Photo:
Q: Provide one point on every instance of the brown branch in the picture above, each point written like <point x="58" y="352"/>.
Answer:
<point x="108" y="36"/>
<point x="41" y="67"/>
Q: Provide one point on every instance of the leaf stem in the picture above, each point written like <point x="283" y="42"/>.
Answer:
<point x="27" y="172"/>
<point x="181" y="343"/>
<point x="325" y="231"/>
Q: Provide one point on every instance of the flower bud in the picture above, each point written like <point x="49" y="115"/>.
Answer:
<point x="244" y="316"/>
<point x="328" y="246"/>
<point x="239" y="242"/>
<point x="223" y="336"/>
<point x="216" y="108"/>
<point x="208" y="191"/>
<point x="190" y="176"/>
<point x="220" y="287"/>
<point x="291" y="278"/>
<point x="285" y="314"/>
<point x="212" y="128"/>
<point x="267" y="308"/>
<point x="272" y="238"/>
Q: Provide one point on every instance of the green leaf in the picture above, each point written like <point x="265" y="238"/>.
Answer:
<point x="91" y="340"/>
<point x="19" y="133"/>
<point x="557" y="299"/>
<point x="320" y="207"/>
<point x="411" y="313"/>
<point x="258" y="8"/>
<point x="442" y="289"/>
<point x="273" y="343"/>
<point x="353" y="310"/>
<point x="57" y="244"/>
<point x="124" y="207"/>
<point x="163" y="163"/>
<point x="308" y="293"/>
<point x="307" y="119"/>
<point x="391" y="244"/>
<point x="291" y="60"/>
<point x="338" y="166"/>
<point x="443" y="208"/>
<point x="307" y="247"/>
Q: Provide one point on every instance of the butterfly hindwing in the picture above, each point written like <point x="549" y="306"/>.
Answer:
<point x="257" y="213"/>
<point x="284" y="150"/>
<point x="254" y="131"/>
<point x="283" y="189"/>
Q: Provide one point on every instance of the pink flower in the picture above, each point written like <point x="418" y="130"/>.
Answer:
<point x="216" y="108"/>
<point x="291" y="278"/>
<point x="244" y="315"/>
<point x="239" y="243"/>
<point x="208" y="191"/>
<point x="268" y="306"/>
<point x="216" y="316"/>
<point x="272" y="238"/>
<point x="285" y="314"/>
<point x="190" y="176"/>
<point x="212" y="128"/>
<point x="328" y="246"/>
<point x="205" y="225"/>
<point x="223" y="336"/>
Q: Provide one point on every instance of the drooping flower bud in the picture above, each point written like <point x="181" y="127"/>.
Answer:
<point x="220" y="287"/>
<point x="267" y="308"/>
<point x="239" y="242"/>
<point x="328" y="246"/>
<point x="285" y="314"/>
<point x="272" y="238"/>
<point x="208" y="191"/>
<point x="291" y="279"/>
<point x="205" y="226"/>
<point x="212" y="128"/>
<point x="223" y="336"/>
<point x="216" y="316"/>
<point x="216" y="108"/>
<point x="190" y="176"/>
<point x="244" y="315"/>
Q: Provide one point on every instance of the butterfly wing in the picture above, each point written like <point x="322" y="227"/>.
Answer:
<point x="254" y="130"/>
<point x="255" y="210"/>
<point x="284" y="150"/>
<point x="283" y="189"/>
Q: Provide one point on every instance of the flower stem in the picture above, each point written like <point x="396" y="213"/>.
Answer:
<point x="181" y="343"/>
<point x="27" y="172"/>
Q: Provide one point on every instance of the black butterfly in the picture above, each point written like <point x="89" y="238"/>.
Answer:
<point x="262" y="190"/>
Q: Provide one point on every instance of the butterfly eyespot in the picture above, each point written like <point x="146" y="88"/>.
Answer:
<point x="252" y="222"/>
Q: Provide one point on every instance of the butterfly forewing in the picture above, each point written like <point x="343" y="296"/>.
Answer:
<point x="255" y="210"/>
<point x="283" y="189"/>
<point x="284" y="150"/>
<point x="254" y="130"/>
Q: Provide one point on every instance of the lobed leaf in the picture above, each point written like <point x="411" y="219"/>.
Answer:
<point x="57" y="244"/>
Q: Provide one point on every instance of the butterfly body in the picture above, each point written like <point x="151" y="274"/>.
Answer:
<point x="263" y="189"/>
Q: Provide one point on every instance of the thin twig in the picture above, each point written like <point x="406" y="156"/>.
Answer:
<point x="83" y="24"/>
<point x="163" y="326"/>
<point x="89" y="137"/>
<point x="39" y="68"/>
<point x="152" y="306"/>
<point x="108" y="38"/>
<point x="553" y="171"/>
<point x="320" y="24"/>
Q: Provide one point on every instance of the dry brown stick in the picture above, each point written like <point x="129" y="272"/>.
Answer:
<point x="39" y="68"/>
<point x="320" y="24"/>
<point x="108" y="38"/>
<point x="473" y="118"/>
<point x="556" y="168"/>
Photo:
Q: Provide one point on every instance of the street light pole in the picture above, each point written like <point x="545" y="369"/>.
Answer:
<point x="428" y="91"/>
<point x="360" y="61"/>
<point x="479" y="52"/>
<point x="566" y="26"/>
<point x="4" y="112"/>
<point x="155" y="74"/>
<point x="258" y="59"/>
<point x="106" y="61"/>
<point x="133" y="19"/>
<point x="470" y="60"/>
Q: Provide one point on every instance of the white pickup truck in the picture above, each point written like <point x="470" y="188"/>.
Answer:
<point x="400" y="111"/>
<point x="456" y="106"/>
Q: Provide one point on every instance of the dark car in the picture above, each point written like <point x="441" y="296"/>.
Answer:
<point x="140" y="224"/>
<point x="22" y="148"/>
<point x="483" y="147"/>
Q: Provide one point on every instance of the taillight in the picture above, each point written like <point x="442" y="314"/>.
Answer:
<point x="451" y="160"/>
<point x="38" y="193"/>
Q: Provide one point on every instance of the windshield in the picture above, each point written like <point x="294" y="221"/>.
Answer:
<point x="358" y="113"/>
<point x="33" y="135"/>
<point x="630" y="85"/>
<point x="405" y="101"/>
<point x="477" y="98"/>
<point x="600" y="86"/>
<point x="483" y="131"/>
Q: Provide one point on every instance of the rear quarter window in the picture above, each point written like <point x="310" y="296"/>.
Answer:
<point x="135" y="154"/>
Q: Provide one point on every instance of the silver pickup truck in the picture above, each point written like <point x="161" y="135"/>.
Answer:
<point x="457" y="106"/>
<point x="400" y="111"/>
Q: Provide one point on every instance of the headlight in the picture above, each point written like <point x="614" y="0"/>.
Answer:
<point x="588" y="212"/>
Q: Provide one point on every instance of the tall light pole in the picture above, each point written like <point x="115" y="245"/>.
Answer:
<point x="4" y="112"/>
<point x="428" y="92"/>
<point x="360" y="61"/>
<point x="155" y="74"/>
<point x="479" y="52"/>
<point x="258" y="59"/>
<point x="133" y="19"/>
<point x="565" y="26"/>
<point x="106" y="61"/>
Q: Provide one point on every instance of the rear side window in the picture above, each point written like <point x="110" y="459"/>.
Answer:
----------
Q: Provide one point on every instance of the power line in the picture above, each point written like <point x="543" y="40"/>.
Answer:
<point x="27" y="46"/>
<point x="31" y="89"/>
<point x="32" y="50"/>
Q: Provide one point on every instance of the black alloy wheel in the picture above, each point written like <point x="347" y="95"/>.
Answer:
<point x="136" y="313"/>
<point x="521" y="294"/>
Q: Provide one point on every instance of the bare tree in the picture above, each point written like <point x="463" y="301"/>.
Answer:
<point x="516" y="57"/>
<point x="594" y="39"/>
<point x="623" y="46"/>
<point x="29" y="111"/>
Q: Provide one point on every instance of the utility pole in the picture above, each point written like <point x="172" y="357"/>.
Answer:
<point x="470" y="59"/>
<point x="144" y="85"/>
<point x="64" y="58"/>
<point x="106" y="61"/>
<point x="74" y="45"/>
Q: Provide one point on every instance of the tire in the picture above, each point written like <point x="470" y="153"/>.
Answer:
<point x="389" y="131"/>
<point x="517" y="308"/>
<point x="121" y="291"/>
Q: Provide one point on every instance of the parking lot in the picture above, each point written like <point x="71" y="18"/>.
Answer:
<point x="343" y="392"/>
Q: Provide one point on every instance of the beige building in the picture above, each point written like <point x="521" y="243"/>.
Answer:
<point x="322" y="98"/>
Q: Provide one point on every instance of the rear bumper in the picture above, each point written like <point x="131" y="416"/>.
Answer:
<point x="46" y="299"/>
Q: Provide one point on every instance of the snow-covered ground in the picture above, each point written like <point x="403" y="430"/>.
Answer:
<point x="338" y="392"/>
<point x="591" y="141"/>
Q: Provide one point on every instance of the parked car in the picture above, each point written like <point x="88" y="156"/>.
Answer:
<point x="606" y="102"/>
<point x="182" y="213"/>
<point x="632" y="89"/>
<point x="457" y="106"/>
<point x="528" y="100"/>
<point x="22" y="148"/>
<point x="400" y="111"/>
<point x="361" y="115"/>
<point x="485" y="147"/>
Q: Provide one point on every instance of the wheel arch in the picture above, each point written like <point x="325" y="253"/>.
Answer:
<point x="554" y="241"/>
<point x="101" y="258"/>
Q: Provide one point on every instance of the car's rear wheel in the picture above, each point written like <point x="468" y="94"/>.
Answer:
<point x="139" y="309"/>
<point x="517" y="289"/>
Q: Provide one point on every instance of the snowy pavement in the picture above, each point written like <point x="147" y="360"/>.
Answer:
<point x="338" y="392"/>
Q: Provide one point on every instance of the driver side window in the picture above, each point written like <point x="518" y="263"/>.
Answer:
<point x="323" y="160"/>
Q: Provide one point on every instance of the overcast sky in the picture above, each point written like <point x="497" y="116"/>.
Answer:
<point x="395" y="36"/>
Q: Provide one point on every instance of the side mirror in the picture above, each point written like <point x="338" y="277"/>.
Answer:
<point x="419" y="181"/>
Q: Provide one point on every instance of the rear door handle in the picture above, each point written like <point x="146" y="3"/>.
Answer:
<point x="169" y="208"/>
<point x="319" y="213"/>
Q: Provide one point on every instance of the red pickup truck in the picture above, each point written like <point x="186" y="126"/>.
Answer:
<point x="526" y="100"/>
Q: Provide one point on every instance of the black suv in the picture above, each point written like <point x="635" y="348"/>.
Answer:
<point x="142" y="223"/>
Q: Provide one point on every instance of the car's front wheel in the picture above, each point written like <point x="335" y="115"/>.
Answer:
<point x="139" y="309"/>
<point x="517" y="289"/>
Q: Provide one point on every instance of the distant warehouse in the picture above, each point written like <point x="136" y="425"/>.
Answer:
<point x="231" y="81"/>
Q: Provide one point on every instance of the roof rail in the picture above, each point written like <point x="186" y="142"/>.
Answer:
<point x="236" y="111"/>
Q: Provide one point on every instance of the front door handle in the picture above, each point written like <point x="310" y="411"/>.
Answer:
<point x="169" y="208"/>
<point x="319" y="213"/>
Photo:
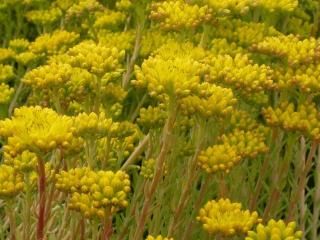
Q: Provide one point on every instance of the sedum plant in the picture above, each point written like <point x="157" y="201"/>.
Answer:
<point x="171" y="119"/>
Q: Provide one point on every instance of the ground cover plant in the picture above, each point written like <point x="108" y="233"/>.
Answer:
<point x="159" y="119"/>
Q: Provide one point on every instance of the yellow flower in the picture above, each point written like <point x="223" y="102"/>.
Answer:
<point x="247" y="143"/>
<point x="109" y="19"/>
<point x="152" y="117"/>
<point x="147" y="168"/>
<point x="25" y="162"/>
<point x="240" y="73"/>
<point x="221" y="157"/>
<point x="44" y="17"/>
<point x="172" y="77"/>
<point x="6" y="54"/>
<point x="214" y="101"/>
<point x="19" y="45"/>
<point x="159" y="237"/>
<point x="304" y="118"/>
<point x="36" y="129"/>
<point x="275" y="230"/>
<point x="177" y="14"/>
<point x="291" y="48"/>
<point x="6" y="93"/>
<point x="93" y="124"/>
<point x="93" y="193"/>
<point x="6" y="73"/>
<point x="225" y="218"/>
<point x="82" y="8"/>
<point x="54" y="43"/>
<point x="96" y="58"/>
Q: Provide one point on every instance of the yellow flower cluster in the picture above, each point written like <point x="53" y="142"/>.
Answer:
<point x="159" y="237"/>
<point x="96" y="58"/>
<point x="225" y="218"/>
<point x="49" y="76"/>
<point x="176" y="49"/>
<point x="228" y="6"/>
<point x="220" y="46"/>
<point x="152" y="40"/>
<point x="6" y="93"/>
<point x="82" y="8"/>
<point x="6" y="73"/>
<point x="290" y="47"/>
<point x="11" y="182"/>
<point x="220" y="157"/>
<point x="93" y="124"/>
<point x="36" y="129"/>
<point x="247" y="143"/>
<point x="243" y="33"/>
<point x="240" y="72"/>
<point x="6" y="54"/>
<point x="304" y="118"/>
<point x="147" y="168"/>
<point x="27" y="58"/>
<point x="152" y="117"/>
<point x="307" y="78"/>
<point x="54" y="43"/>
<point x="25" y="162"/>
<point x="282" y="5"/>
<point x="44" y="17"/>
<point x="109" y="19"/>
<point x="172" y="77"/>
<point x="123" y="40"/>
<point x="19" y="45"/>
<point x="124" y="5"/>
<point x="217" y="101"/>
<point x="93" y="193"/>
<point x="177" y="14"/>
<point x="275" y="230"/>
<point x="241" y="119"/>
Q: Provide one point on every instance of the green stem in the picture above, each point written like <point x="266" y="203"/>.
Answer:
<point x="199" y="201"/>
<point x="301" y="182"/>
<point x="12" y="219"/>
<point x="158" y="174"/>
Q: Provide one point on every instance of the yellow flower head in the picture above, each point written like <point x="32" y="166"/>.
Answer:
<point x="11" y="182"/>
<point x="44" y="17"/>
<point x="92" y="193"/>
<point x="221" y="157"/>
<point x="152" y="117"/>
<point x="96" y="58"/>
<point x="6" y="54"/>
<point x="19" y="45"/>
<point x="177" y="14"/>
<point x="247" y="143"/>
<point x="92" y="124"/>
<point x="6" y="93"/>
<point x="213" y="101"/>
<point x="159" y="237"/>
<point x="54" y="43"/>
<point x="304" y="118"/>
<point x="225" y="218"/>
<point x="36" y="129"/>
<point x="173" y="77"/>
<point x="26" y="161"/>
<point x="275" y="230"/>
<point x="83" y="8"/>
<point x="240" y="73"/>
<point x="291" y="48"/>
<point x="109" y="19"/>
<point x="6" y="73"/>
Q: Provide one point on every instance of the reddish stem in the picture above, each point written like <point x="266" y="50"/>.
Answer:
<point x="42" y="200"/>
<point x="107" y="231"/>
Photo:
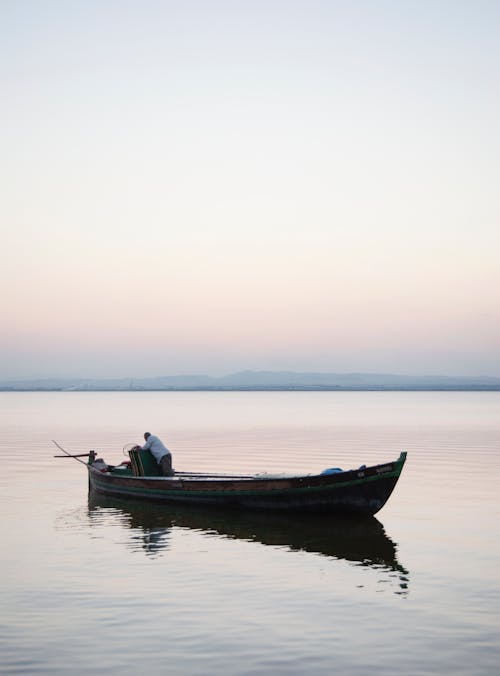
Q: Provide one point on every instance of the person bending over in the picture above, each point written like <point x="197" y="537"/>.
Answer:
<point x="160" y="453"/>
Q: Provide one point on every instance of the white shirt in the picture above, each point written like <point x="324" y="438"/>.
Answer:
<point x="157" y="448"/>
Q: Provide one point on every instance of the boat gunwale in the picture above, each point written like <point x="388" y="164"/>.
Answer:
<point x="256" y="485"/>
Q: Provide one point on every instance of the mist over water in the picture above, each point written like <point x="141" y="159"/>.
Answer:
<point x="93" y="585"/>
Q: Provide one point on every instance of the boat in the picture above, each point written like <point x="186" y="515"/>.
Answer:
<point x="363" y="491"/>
----------
#### WHAT IS ASKED:
Which lines in the material above contain the word "brown"? Extract each of them and copy it out in full.

#### EXERCISE OUTPUT:
Q: Provide one point on every instance of the brown branch in the picture above, each point written like <point x="58" y="352"/>.
Q: Provide one point on every instance of the dry brown stick in the picture above, each point written like <point x="129" y="272"/>.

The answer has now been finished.